(Records drawn from a dataset)
===============

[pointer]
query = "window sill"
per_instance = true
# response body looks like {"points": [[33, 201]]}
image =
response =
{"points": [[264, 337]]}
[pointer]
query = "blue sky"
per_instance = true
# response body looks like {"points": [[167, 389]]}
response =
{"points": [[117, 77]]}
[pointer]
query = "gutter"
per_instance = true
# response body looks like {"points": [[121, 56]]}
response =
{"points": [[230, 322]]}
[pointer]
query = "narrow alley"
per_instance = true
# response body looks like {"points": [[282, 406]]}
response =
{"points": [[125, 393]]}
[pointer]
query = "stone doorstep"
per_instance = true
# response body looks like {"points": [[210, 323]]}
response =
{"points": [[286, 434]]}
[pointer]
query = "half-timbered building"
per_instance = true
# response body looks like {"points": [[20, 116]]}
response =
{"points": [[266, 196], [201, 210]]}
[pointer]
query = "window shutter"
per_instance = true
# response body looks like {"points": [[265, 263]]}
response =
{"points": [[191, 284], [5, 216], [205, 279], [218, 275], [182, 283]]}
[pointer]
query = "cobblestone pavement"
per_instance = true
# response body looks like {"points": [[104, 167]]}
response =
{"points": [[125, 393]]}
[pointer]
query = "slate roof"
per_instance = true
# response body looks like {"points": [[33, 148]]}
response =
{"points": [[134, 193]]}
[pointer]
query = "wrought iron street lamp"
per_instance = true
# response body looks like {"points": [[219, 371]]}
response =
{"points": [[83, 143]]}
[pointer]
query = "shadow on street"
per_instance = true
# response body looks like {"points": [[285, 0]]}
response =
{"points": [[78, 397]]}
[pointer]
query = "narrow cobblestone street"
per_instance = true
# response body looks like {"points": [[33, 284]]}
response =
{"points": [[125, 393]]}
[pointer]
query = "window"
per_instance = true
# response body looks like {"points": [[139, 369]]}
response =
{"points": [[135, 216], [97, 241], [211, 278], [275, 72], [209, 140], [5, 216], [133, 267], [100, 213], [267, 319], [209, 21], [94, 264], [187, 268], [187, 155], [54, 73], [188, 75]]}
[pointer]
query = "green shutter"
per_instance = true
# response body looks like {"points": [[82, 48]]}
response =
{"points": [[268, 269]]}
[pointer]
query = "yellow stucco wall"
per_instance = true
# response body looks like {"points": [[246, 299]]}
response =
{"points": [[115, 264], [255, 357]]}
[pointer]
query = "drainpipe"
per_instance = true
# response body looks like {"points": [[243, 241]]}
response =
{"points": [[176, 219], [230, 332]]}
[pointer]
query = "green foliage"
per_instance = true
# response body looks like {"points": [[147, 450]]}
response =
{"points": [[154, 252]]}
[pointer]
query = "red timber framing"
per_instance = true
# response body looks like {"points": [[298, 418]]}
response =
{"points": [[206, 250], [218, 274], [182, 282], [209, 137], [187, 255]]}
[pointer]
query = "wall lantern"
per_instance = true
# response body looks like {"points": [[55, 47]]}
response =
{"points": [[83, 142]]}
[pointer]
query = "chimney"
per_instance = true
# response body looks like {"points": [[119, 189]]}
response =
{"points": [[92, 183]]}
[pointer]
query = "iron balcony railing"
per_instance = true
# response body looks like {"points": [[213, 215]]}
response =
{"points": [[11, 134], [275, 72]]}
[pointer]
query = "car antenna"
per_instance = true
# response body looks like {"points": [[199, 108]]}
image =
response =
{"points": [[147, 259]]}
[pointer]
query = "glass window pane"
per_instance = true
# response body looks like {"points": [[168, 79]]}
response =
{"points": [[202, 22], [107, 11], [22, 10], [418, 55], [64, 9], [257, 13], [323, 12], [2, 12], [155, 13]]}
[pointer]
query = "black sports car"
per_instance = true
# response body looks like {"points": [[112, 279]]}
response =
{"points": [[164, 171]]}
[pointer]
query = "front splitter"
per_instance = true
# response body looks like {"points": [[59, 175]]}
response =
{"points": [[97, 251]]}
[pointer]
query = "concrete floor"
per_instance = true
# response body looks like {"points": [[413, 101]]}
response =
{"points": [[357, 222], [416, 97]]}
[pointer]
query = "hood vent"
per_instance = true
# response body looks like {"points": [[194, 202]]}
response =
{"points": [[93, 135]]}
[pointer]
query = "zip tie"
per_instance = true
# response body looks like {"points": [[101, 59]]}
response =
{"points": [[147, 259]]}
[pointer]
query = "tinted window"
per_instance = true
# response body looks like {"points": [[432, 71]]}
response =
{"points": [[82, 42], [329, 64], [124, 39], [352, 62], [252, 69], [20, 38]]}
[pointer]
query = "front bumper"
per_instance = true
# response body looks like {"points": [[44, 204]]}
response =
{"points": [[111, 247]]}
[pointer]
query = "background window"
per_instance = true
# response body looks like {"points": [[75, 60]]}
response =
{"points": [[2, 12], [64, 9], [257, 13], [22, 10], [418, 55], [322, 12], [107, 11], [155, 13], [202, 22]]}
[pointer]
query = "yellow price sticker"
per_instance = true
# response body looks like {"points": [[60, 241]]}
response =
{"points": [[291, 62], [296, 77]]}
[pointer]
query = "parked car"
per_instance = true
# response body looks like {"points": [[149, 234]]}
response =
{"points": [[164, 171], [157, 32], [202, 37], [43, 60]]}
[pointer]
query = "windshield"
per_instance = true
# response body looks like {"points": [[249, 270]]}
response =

===============

What number of lines in the records contain the word "green"? Answer with that number alone.

2